# EXERCISE OBJECTIVE
Exclude the pictures. Transcribe exactly, and only, the lines from the one holding "the metal roof" to the end of the material below.

# RECORDS TO USE
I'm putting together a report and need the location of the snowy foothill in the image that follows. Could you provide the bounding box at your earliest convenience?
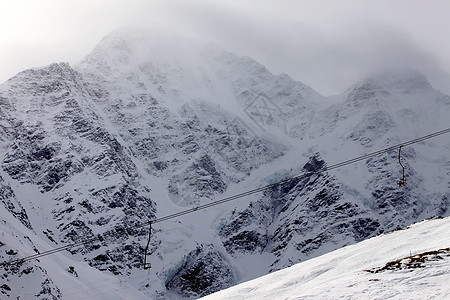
[202,216,450,300]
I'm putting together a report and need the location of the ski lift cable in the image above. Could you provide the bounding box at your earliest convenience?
[1,127,450,268]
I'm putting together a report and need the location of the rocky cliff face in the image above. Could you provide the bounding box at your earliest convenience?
[216,68,450,279]
[0,29,449,299]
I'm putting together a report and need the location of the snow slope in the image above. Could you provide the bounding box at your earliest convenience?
[202,216,450,300]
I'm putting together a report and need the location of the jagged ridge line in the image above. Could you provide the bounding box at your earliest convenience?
[1,127,450,267]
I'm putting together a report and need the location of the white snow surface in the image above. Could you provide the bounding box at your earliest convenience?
[202,216,450,300]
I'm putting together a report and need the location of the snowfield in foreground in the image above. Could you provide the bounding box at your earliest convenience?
[202,216,450,300]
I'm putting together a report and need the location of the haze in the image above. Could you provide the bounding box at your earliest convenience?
[1,0,450,95]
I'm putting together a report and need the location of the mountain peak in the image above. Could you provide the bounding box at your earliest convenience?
[347,68,433,101]
[77,27,211,74]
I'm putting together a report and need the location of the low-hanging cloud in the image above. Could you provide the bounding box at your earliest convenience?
[1,0,450,95]
[159,0,450,95]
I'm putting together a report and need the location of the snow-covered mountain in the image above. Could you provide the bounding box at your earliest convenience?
[0,28,449,299]
[202,216,450,300]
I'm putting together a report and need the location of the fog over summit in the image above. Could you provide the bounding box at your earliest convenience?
[2,0,450,95]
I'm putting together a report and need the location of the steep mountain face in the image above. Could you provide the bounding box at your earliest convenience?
[0,62,159,292]
[218,68,450,276]
[76,30,288,206]
[0,30,293,299]
[220,154,382,272]
[0,29,449,299]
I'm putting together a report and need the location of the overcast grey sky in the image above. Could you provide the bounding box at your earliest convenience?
[1,0,450,95]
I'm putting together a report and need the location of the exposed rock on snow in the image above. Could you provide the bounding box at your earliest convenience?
[165,244,235,298]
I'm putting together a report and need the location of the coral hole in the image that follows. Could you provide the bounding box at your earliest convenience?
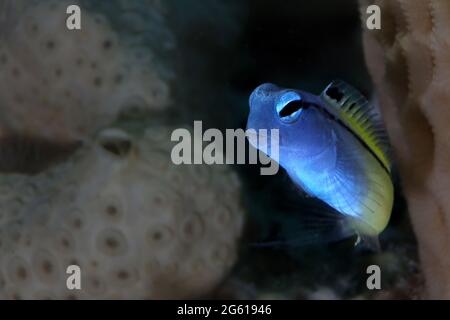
[97,129,133,157]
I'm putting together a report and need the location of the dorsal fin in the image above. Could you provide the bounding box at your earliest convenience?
[320,80,392,173]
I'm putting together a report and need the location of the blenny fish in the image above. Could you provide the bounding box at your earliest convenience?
[246,80,393,249]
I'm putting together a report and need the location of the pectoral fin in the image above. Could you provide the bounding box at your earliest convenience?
[250,196,356,249]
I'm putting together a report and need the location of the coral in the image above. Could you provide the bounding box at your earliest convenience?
[0,0,246,299]
[0,125,244,299]
[360,0,450,298]
[0,0,170,143]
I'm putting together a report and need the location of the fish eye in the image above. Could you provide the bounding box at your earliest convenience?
[276,92,304,123]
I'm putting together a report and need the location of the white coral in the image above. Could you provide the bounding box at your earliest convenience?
[0,125,244,299]
[0,0,170,142]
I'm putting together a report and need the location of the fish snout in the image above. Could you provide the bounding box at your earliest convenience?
[249,83,279,108]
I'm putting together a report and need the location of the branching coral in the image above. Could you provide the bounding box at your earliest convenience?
[0,125,244,299]
[360,0,450,298]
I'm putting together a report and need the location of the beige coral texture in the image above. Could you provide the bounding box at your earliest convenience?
[0,0,244,298]
[360,0,450,299]
[0,0,169,143]
[0,126,244,299]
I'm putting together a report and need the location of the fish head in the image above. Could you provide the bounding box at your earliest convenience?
[247,83,333,161]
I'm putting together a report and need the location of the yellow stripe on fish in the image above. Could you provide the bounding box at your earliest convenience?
[320,80,392,173]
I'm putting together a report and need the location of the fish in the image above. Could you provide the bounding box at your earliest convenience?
[246,80,394,250]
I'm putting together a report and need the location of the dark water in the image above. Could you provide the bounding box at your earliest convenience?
[169,0,418,299]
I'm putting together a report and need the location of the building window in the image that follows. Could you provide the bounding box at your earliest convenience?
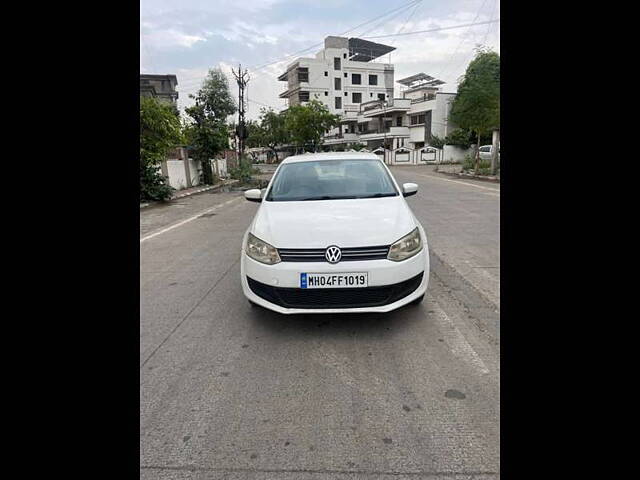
[378,93,385,101]
[343,53,347,59]
[352,92,362,103]
[324,91,328,96]
[334,57,341,70]
[297,67,308,82]
[299,91,310,102]
[369,74,378,85]
[335,97,342,109]
[324,71,328,76]
[334,78,341,90]
[370,93,373,97]
[396,116,402,127]
[344,91,348,96]
[410,114,426,125]
[352,73,361,85]
[344,72,347,78]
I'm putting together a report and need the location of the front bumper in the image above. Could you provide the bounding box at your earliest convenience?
[240,246,429,314]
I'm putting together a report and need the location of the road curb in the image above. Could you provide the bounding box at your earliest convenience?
[140,179,239,210]
[436,170,500,183]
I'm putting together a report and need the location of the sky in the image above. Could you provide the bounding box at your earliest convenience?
[140,0,500,121]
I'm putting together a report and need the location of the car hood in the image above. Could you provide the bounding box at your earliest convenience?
[251,197,417,248]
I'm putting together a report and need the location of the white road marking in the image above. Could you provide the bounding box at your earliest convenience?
[411,172,501,194]
[432,304,490,374]
[140,197,243,244]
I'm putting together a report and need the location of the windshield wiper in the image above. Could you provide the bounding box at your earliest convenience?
[300,195,358,201]
[357,193,398,198]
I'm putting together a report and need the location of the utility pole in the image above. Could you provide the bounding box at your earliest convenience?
[232,64,250,167]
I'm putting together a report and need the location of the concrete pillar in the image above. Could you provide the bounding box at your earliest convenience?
[182,148,192,188]
[160,159,169,181]
[491,129,500,175]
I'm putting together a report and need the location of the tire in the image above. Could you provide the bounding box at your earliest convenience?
[409,294,424,306]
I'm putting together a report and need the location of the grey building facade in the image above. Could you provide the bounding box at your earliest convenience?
[140,74,179,106]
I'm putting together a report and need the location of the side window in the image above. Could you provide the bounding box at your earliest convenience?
[334,57,341,70]
[335,97,342,109]
[334,78,341,90]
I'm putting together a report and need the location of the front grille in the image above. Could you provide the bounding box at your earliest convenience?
[247,272,423,309]
[278,245,390,262]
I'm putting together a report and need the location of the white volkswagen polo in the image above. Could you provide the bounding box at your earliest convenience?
[240,152,429,314]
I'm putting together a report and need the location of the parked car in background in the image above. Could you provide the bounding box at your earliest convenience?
[478,145,500,161]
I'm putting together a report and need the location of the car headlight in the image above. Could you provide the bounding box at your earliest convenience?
[387,227,422,262]
[245,233,281,265]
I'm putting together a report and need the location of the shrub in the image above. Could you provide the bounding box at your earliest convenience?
[140,96,183,201]
[462,154,475,171]
[229,156,257,183]
[140,163,174,202]
[444,128,472,147]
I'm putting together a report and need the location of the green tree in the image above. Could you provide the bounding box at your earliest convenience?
[140,96,184,201]
[444,128,473,147]
[246,108,290,162]
[449,47,500,172]
[284,100,340,152]
[429,134,446,149]
[185,68,236,184]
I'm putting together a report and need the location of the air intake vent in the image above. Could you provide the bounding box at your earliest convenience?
[278,245,390,262]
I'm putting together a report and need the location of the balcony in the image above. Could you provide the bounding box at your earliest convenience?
[410,93,436,104]
[359,126,409,141]
[340,109,359,122]
[361,98,411,117]
[323,132,360,145]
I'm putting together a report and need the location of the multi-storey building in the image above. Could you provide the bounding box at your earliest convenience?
[353,73,456,150]
[278,36,395,115]
[277,37,460,164]
[140,74,179,107]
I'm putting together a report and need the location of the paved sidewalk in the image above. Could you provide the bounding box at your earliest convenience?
[140,179,238,209]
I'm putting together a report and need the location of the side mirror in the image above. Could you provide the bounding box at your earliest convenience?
[244,189,262,203]
[402,183,418,197]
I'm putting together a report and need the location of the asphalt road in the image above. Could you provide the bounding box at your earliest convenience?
[140,166,500,479]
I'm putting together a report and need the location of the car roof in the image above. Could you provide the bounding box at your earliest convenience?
[281,152,380,164]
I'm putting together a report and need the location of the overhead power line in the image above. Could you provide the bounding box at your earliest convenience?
[388,0,424,47]
[435,0,489,81]
[248,0,422,73]
[361,19,500,39]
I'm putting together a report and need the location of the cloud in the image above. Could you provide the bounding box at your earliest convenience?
[140,0,500,120]
[143,28,206,49]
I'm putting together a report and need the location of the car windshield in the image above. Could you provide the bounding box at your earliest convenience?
[265,159,399,202]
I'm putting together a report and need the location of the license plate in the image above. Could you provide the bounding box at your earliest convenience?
[300,272,368,289]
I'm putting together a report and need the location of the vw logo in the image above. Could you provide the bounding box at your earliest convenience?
[325,246,342,264]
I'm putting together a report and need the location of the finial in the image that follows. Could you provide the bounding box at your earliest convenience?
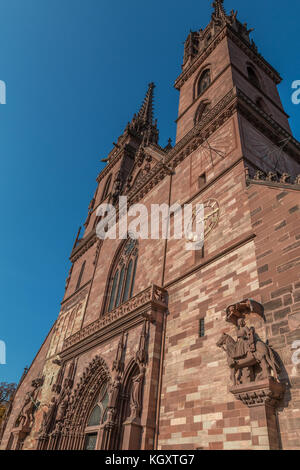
[212,0,227,20]
[165,137,173,151]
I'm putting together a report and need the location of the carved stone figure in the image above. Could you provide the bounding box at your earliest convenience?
[108,375,121,410]
[105,375,121,424]
[135,321,148,366]
[234,318,255,359]
[16,392,36,429]
[217,325,281,385]
[112,332,126,374]
[39,397,57,436]
[14,377,43,438]
[55,396,69,423]
[128,366,146,422]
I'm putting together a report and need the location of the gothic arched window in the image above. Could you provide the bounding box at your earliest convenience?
[197,69,211,96]
[84,381,109,450]
[101,174,112,201]
[105,238,138,313]
[247,65,260,88]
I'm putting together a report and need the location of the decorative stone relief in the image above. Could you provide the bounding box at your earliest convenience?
[217,300,285,411]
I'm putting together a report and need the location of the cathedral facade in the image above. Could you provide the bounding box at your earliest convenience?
[1,0,300,451]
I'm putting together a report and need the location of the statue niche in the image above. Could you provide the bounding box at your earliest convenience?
[127,365,146,423]
[106,374,122,424]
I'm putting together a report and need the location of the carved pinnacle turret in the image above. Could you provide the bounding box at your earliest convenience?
[212,0,227,21]
[181,1,256,69]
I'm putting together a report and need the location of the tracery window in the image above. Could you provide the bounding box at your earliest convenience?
[106,238,138,313]
[83,381,109,450]
[197,69,211,96]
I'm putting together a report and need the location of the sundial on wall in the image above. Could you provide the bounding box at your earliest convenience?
[244,125,294,175]
[194,121,236,171]
[186,198,220,242]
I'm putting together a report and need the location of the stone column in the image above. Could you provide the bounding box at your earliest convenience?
[122,420,143,450]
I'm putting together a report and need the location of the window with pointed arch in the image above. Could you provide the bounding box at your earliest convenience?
[83,380,109,450]
[105,238,138,313]
[247,65,261,89]
[197,69,211,97]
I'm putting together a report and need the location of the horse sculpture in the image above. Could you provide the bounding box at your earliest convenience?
[216,331,280,386]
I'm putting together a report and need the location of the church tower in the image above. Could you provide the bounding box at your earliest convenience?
[1,1,300,451]
[157,0,300,451]
[176,0,299,175]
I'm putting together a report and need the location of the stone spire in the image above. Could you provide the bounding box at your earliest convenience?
[211,0,227,21]
[126,83,159,145]
[137,82,155,127]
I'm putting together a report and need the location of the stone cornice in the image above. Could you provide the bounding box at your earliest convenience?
[60,284,168,357]
[246,177,300,191]
[175,25,281,91]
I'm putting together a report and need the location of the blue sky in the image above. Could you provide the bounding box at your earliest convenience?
[0,0,299,384]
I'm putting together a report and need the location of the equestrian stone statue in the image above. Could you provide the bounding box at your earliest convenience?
[217,319,280,386]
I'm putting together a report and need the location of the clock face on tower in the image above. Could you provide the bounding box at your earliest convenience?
[186,198,220,242]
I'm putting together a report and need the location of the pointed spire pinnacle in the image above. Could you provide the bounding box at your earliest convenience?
[137,82,155,126]
[212,0,227,20]
[126,82,159,145]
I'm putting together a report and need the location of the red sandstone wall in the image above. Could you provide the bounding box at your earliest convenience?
[176,37,233,143]
[227,39,290,133]
[248,183,300,449]
[157,176,300,450]
[159,155,264,449]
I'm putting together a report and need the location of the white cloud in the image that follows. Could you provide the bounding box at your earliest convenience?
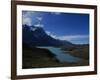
[22,12,35,18]
[46,31,88,41]
[36,16,42,21]
[46,31,89,44]
[22,11,35,26]
[51,12,61,15]
[34,16,44,27]
[22,12,44,27]
[22,17,32,26]
[57,35,89,41]
[34,24,44,27]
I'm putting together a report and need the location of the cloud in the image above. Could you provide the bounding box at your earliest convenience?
[22,12,35,18]
[22,17,32,26]
[22,11,35,26]
[51,12,61,15]
[57,35,89,44]
[46,31,89,41]
[36,16,42,21]
[34,16,44,27]
[22,11,44,27]
[57,35,89,41]
[45,31,89,44]
[34,24,44,27]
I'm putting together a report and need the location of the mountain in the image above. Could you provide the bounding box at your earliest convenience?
[22,25,74,47]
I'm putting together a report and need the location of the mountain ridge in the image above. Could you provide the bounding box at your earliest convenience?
[22,24,74,47]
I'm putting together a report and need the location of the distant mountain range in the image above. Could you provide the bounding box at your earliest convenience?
[23,25,74,47]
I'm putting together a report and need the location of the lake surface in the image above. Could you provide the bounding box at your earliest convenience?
[37,47,82,63]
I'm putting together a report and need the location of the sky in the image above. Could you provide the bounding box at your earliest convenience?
[22,11,89,44]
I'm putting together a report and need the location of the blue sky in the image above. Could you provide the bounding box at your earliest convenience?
[22,11,89,44]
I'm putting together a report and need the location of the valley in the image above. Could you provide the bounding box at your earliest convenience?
[22,44,89,69]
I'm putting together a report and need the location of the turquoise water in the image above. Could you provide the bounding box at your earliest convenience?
[37,47,82,63]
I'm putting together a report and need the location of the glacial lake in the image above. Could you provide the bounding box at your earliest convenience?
[37,47,82,63]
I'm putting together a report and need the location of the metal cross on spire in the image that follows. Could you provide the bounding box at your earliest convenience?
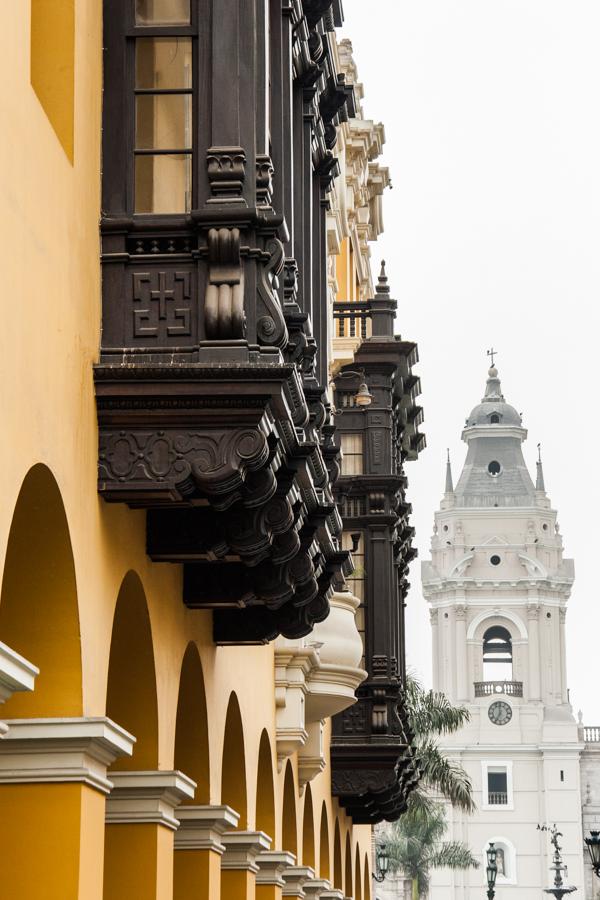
[487,347,498,367]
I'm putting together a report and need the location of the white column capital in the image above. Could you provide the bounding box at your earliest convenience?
[282,865,315,896]
[0,717,134,793]
[174,804,240,852]
[304,880,333,899]
[320,890,344,900]
[221,830,271,872]
[106,770,196,830]
[256,850,296,886]
[0,642,38,704]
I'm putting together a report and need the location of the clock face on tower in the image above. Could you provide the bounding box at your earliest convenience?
[488,700,512,726]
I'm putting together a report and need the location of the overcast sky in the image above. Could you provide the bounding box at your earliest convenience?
[342,1,600,721]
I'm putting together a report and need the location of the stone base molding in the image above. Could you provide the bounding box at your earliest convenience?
[303,880,334,900]
[0,717,134,793]
[256,850,296,887]
[174,804,240,852]
[105,770,196,830]
[221,830,272,873]
[282,865,315,897]
[0,641,38,704]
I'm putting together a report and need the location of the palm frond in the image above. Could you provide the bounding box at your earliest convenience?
[416,739,475,813]
[429,841,480,870]
[406,675,470,737]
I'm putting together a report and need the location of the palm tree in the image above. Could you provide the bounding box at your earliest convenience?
[406,674,475,813]
[378,676,478,897]
[385,800,479,899]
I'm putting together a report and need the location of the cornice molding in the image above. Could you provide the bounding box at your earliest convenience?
[106,770,196,830]
[174,804,240,852]
[0,717,135,794]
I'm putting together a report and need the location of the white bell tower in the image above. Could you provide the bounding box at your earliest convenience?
[422,363,584,898]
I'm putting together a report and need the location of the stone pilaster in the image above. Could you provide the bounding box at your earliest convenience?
[104,769,196,899]
[221,830,272,900]
[0,717,134,900]
[174,805,240,900]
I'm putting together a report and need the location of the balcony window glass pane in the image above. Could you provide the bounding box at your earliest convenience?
[343,531,365,668]
[135,153,191,213]
[136,94,191,150]
[135,0,191,25]
[136,38,192,90]
[340,433,363,476]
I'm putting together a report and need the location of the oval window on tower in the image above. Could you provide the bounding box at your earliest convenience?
[488,460,502,476]
[490,554,501,566]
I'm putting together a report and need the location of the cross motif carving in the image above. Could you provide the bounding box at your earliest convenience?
[150,271,175,320]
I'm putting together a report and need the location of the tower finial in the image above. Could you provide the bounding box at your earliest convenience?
[445,448,454,494]
[376,259,390,294]
[536,443,546,492]
[487,347,498,369]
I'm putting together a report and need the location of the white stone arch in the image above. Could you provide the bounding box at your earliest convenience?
[481,836,517,886]
[467,608,528,641]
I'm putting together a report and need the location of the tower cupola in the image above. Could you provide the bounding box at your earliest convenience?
[454,365,535,508]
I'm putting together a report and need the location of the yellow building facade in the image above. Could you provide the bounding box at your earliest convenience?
[0,5,406,900]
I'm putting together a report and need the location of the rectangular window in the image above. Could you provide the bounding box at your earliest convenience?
[487,768,508,805]
[482,760,513,810]
[134,34,193,213]
[340,433,363,476]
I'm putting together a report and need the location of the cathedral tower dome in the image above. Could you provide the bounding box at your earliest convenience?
[455,364,535,508]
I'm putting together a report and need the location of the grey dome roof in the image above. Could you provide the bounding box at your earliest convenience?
[465,366,522,428]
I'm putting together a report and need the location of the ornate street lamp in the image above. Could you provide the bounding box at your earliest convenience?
[332,370,373,409]
[584,830,600,878]
[538,823,577,898]
[486,842,497,899]
[373,841,390,883]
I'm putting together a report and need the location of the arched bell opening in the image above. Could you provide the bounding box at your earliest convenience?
[483,625,513,681]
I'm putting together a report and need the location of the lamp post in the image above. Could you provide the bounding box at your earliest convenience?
[373,841,390,883]
[584,830,600,878]
[332,369,373,409]
[486,842,497,899]
[538,824,577,898]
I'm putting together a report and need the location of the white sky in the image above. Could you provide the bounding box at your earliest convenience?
[342,1,600,721]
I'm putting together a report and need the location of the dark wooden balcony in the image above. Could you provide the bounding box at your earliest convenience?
[96,0,353,644]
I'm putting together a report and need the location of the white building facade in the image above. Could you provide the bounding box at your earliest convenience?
[422,364,585,898]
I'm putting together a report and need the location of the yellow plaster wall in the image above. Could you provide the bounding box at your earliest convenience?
[0,2,374,896]
[31,0,75,162]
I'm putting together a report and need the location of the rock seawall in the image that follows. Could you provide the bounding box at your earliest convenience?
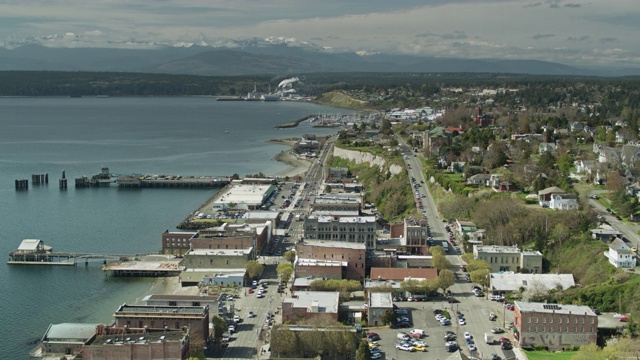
[333,147,403,175]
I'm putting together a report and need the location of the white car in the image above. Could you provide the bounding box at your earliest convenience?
[247,311,255,318]
[469,344,477,351]
[458,318,466,325]
[233,315,241,323]
[256,293,264,298]
[464,332,472,340]
[395,344,415,352]
[371,352,383,360]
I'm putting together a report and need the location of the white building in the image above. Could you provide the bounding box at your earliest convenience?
[490,273,575,294]
[604,238,636,268]
[549,193,579,210]
[211,183,276,211]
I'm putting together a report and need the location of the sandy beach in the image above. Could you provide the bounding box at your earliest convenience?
[268,138,313,178]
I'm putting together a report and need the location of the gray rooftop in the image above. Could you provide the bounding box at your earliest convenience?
[490,273,575,292]
[284,291,340,314]
[43,323,98,342]
[115,304,208,316]
[317,215,376,224]
[369,292,393,308]
[515,301,596,316]
[299,239,366,250]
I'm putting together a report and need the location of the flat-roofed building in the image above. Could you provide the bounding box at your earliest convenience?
[281,291,340,324]
[194,222,267,255]
[114,304,210,342]
[295,240,366,281]
[473,245,543,273]
[403,217,430,255]
[242,210,279,234]
[162,230,197,255]
[490,273,575,294]
[514,302,597,350]
[368,292,393,325]
[303,215,376,249]
[32,323,97,359]
[179,268,246,287]
[311,195,362,215]
[142,294,219,309]
[183,248,253,270]
[370,267,438,282]
[211,183,276,211]
[82,325,189,360]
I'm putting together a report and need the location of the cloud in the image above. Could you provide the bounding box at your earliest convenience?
[564,3,581,8]
[416,31,467,40]
[524,2,542,8]
[567,35,590,42]
[599,37,618,43]
[532,34,555,40]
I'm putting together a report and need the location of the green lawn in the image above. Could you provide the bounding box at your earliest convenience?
[444,172,463,182]
[523,350,577,360]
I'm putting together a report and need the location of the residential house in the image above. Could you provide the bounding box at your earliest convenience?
[514,302,597,351]
[621,144,640,167]
[549,193,579,210]
[627,182,640,197]
[574,160,594,176]
[570,122,584,133]
[537,186,565,207]
[466,173,491,186]
[538,142,557,154]
[590,225,622,241]
[604,238,636,268]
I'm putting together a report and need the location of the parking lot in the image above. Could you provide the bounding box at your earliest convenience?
[366,270,518,360]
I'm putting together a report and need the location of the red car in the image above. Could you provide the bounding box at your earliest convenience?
[499,337,511,344]
[509,305,515,311]
[248,289,254,294]
[619,317,629,322]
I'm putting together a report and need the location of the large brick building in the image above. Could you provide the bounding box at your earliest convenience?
[162,231,197,256]
[183,248,253,269]
[514,302,598,350]
[303,215,376,249]
[113,304,210,343]
[193,222,268,256]
[82,325,190,360]
[295,240,366,282]
[281,291,340,324]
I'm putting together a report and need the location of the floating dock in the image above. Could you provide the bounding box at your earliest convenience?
[7,239,131,266]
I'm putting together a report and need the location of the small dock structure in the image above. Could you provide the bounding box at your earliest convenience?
[102,255,183,277]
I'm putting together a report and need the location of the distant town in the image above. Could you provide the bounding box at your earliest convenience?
[12,75,640,360]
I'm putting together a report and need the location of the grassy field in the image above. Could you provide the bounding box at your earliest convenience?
[523,350,577,360]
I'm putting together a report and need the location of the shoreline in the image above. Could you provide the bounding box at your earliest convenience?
[267,138,313,178]
[133,138,314,302]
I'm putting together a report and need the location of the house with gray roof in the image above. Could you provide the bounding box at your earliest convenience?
[604,238,636,268]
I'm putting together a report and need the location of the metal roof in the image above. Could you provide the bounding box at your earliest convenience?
[43,323,97,342]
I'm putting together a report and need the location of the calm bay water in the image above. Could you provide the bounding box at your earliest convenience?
[0,97,350,358]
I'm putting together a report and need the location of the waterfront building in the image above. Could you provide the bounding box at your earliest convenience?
[195,222,267,255]
[211,183,276,211]
[82,325,189,360]
[161,231,197,256]
[31,323,97,359]
[113,304,210,342]
[183,248,253,270]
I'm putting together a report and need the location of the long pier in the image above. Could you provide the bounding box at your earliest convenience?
[8,251,136,266]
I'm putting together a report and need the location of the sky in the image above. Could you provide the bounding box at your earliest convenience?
[2,0,640,68]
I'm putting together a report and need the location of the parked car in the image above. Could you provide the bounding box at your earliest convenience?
[371,352,382,360]
[620,317,629,322]
[247,311,255,318]
[464,332,472,340]
[458,318,466,325]
[501,342,513,350]
[469,344,477,351]
[395,344,415,352]
[397,332,410,341]
[491,327,505,334]
[410,329,425,337]
[396,321,411,328]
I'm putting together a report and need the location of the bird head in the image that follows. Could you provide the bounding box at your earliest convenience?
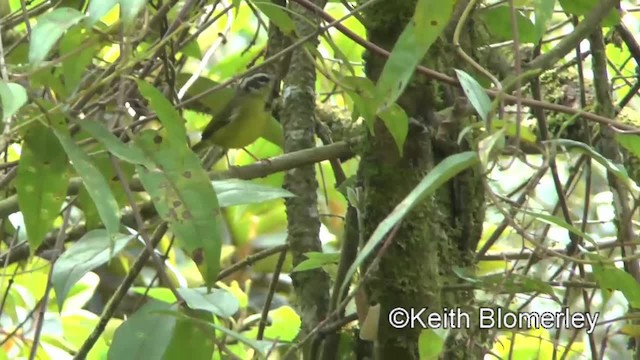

# RESPONSE
I'm putting together a report and need the location of the metal roof in the image above. Could you provide the bounding box at your earliest convenience?
[43,323,97,342]
I'm putting together a report and need the location of the calm bay water in the image above. Could you provide the bounding box at your earliest convenience?
[0,97,350,358]
I'm putting together a report and need the location of the waterfront building in the image above. Could you provide the bounding box at your earliest convenience?
[195,222,267,255]
[211,183,276,211]
[82,325,189,360]
[161,231,197,256]
[31,323,97,359]
[113,304,210,342]
[183,248,253,270]
I'm putting together a report and need the location of the long pier in the image above. Could you provide the bounding box at your earliest convenience?
[8,251,136,266]
I'm putting together a report and need the location of the sky in the image above. Could you provide the bounding box at your earliest convenience?
[2,0,640,68]
I'm putting together a report and need the location of the parked car in the image above. Could you provide the bounding box at your earliest convenience?
[371,352,382,360]
[620,317,629,322]
[247,311,255,318]
[464,332,472,340]
[458,318,466,325]
[501,342,513,350]
[469,344,477,351]
[395,344,415,352]
[397,332,410,341]
[491,327,505,334]
[410,329,425,337]
[396,321,411,328]
I'm putting together a report and need the location of the bird head in the image that follows. Could you provide the bounding box at your earliest convenience?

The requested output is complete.